**What is expected:** Which lines in the records below contain the word "white"? Copy each of them.
[[ Material for the task, beginning ]]
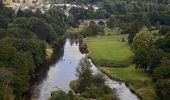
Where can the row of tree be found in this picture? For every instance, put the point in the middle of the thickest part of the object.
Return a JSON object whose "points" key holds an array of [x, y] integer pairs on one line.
{"points": [[23, 39]]}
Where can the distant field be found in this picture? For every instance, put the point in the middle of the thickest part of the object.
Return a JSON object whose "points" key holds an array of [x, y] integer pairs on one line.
{"points": [[72, 30], [140, 82], [109, 49], [115, 58]]}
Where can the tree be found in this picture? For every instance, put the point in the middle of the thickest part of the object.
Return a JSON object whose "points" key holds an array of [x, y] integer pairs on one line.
{"points": [[142, 43], [143, 39], [84, 74], [163, 89], [4, 22]]}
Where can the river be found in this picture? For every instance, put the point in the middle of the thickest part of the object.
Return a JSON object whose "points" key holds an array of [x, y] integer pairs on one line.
{"points": [[63, 71]]}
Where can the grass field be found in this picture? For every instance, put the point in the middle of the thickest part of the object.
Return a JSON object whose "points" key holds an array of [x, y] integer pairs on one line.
{"points": [[109, 49], [72, 30], [140, 82], [105, 50]]}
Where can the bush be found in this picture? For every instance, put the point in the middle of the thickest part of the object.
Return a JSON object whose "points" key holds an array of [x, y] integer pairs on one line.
{"points": [[163, 89], [161, 73]]}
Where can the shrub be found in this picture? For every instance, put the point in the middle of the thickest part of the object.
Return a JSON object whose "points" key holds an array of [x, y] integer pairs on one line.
{"points": [[163, 89]]}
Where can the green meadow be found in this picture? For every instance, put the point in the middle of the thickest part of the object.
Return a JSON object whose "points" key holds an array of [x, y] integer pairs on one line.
{"points": [[114, 56]]}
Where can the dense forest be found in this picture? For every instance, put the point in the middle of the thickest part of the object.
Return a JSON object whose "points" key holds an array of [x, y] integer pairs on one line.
{"points": [[24, 38], [147, 23], [23, 41]]}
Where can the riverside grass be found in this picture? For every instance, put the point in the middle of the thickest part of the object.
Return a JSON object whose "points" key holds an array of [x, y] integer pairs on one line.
{"points": [[110, 48]]}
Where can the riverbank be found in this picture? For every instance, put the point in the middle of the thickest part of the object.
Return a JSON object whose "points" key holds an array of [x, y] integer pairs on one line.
{"points": [[114, 48]]}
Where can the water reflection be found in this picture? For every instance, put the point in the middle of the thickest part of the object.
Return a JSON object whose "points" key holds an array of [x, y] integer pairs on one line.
{"points": [[62, 72]]}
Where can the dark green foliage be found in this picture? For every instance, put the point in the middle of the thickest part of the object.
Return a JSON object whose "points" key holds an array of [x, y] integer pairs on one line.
{"points": [[162, 72], [4, 22], [164, 43], [23, 40], [92, 30], [163, 89], [88, 86]]}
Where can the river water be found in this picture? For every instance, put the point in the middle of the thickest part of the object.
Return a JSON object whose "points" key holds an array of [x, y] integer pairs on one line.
{"points": [[63, 71]]}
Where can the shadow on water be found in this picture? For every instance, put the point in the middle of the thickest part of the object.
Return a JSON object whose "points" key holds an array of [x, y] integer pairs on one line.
{"points": [[57, 75], [41, 71]]}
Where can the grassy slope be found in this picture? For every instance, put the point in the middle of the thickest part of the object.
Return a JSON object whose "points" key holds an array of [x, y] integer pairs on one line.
{"points": [[111, 48]]}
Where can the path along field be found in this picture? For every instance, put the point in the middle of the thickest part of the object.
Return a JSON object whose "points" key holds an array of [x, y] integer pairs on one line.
{"points": [[115, 57]]}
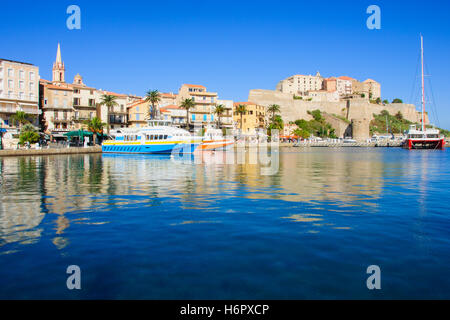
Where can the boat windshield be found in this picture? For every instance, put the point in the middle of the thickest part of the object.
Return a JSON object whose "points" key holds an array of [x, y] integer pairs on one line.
{"points": [[159, 123]]}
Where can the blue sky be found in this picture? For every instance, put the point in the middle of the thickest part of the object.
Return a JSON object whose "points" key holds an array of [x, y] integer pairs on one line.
{"points": [[234, 46]]}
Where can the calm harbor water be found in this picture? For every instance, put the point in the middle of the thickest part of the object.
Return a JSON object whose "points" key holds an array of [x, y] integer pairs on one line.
{"points": [[144, 226]]}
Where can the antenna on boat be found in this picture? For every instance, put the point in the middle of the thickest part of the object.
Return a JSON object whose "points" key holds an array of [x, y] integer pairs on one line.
{"points": [[423, 84]]}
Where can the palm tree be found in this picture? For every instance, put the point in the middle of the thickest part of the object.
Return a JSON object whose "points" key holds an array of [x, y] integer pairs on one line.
{"points": [[20, 117], [109, 101], [187, 104], [220, 109], [241, 109], [154, 97], [273, 108], [95, 125]]}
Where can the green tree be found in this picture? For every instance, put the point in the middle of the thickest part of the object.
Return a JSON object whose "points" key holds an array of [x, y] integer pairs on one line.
{"points": [[28, 133], [274, 109], [96, 126], [304, 134], [316, 114], [384, 113], [154, 97], [187, 104], [219, 111], [241, 109]]}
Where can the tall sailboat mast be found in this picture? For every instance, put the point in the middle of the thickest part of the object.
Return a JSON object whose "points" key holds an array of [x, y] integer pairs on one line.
{"points": [[423, 85]]}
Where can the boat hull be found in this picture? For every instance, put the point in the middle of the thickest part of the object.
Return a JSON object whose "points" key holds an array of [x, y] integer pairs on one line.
{"points": [[166, 148], [424, 144]]}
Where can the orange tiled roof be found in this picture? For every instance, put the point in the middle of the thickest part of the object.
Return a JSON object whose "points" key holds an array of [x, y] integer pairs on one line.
{"points": [[65, 87], [136, 103], [245, 102], [194, 85], [170, 95], [114, 94]]}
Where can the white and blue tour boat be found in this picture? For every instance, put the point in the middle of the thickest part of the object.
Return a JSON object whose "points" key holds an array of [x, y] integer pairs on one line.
{"points": [[157, 137]]}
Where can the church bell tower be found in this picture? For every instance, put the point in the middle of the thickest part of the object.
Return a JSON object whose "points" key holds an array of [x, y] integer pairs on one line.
{"points": [[58, 67]]}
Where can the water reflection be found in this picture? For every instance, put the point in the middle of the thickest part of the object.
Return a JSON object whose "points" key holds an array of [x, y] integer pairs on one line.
{"points": [[34, 187]]}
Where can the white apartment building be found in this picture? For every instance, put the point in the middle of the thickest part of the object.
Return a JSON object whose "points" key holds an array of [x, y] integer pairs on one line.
{"points": [[344, 85], [300, 84], [323, 96], [19, 91], [205, 103], [226, 119]]}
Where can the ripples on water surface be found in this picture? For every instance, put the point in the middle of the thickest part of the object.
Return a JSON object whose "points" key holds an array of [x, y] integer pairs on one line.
{"points": [[143, 226]]}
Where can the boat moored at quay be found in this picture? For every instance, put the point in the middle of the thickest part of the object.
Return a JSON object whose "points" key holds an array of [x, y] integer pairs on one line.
{"points": [[157, 137]]}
[[ Material for the task, end ]]
**Written answer:**
Where can the white and blue tour boat be found in this picture? For every instance, put the point in the middle of the thickest part of the object.
Where can the white apartment building be found in this picture? For every instance, put the point in the middle of the thickest part of the object.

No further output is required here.